* [SELECTED EXTRACT]
I wonder who?
This report in the Medical Observor might give some clues?
Government to mandate nurse practitioner teamwork
Andrew Bracey and Shannon McKenzie - Friday, 6 November 2009
AFTER months of intense lobbying, the Government has bowed to GP pressure and amended proposed legislation to ensure nurse practitioners must work in collaborative partnerships with doctors.
In what is being heralded as a win for the profession, Health Minister Nicola Roxon last week announced the new stipulation would be built into legislation that will grant nurse practitioners access to the MBS and PBS from November 2010.
However, the victory has been tempered by the news that legislation effectively handing politicians’ control of medical education and training standards has been passed by the Queensland Parliament, and will now begin its national rollout.
AMA Queensland president Dr Mason Stevenson said it would be “doubly hard” to win concessions now, and added the lack of outrage from grassroots doctors had made the lobbying efforts of the organisation more difficult.
The amendments to the nurse practitioner legislation will come as welcome relief for doctors, who feared that without mandated collaborative arrangements in place nurse practitioners would work independently and fragment care.
AMA vice-president Dr Steve Hambleton, who sits on the Government’s Nurse Practitioner Advisory Group (NPAG), said the crucial amendment would ensure nurse practitioners were not supported to work in competition with doctors.
“It clarifies the Government position – their [intention] was always there, but the clarification was not, and the fact the Government has brought this amendment forward is a good sign,” Dr Hambleton said.
In a statement Ms Roxon said the amendment had come “following requests for clarification” on the legislation. She told MO the Government had always been committed to ensuring team care. “I think everyone can recognise the skills of other professionals without fragmenting care.”
RACGP president Dr Chris Mitchell welcomed the news and said he was confident that NPAG would develop satisfactory frameworks.
Meanwhile, the fight for amendments to the national registration and accreditation scheme is set to shift into state parliaments. The Health Practitioner Regulation National Law Bill 2009 passed by the Queensland Parliament will now be adopted by all states and territories.
After failing to gain amendments to the initial legislation, doctors’ groups are now lobbying for changes at a local level.
The NSW, Victoria and WA state branches of the AMA are all calling for the insertion of a “public interest test” into the legislation, which would have to be satisfied before politicians could change medical education or training standards.
There will also be a last-minute push for further exemptions to the legislation’s mandatory reporting clauses, which will force doctors to report their spouses for any professional misconduct.

Collected data
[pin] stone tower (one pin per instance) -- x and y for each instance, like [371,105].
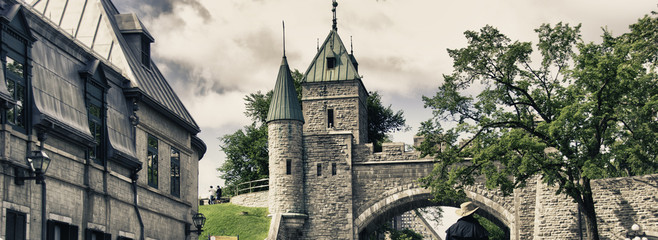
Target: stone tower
[285,123]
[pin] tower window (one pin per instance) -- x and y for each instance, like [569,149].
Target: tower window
[146,52]
[174,180]
[331,62]
[330,118]
[288,167]
[152,161]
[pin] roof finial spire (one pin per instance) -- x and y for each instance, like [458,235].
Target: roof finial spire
[284,37]
[335,25]
[351,47]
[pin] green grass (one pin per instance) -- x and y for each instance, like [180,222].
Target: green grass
[226,220]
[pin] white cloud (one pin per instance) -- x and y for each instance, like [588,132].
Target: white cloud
[214,61]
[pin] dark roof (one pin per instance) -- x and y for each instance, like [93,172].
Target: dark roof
[344,63]
[149,80]
[98,27]
[284,105]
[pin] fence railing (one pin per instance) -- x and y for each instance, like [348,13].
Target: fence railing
[253,186]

* [EXERCISE BRIEF]
Reproduce the part of the nurse practitioner report that begins at the words "AMA Queensland president" and stops after "organisation more difficult.", changing "concessions" to "changes".

* [EXPECTED ANSWER]
AMA Queensland president Dr Mason Stevenson said it would be “doubly hard” to win changes now, and added the lack of outrage from grassroots doctors had made the lobbying efforts of the organisation more difficult.